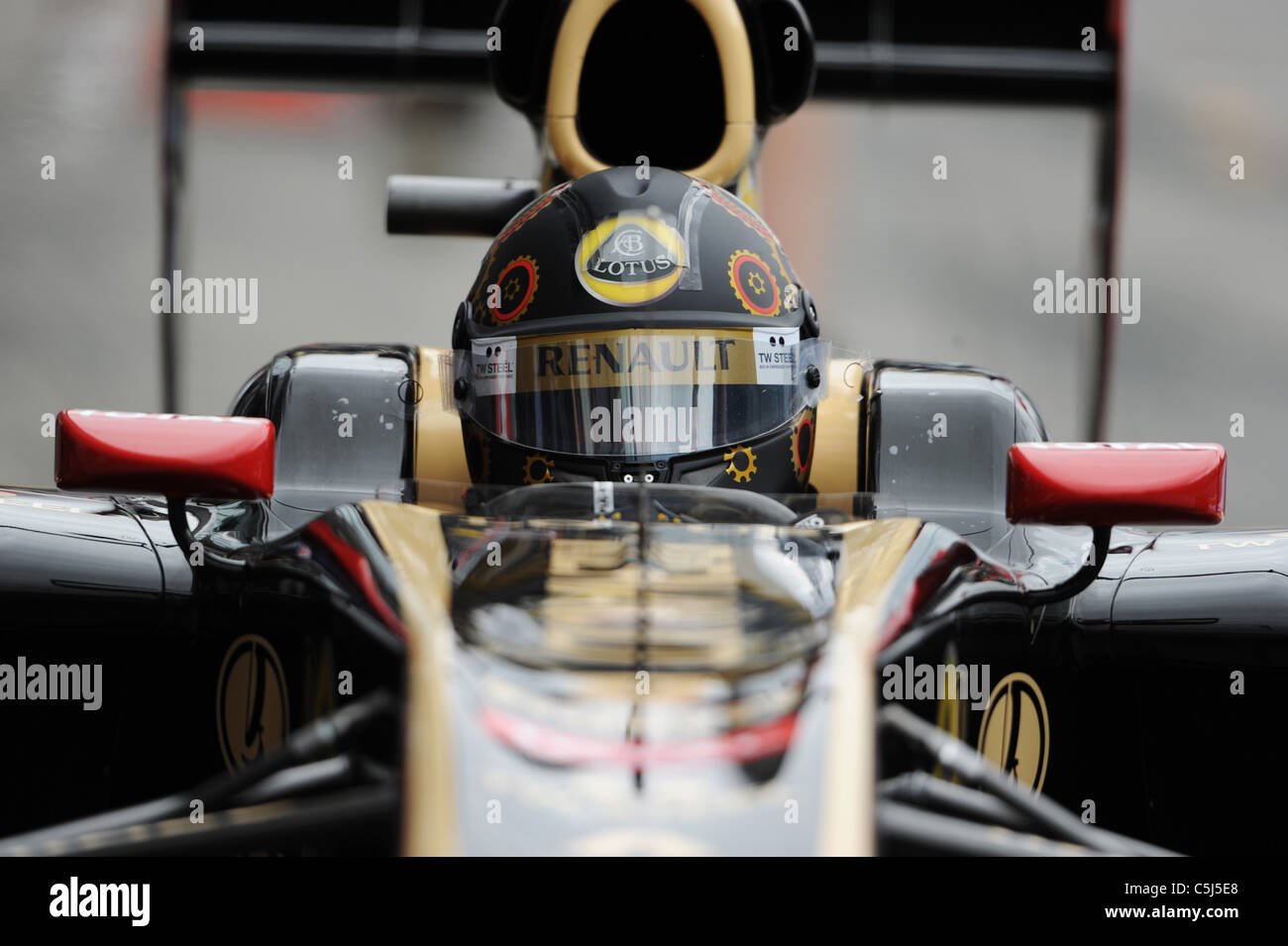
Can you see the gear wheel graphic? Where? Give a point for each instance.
(545, 469)
(802, 457)
(742, 475)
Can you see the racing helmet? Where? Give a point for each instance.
(638, 325)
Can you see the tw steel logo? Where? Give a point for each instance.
(1017, 732)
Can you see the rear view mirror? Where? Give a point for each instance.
(1115, 484)
(165, 455)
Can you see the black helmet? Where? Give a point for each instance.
(638, 326)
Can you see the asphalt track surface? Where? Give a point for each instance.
(902, 265)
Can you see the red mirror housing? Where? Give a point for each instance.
(1116, 484)
(165, 455)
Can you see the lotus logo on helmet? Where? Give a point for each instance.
(630, 259)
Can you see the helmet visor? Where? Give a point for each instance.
(639, 392)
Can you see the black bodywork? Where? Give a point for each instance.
(1160, 678)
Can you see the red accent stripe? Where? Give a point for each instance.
(357, 567)
(554, 747)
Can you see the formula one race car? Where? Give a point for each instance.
(639, 564)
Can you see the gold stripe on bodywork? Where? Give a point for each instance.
(733, 51)
(871, 553)
(439, 444)
(836, 439)
(412, 538)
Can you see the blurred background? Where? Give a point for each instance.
(902, 265)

--------------------------------

**TASK GOAL:** Return the material above line for line, without any alteration, omitting the pictures from your answer.

**RESPONSE BELOW:**
Can you see the gear wheel graphic? Where? Give a point for each instance.
(545, 469)
(802, 457)
(742, 475)
Can you see the racing helmet? Where? Give a point for each instance.
(638, 325)
Can you see the tw steel logo? Where? Give a point for each instance.
(1017, 732)
Can you see the rear view mirror? Where? Give a point for each instance.
(1115, 484)
(165, 455)
Can you see the black helmet? Where? Give a point for each instance.
(638, 326)
Can you see the asphalt track surface? Where? Give a point for each instance.
(902, 265)
Can you see the red mirror housing? Where? Give a point for each instance.
(1116, 484)
(165, 455)
Can you see the lotus logo on helmet? Where? Give a point for each instance.
(630, 259)
Can you see the helmet visor? Where? Give a point for each instance.
(639, 392)
Can you see the black bodywork? Where? Give a point for each instance.
(1160, 678)
Can you see the red accent stripe? Where? Give a point for each instance.
(357, 567)
(554, 747)
Can you see the formula one race car? Where? Give a point for each instance.
(639, 564)
Can you see the gold stripe on bodywork? Where? Give a point for each instance.
(733, 51)
(871, 553)
(439, 444)
(836, 439)
(412, 538)
Can you see the blurred background? Where? Give a point for each instance.
(902, 265)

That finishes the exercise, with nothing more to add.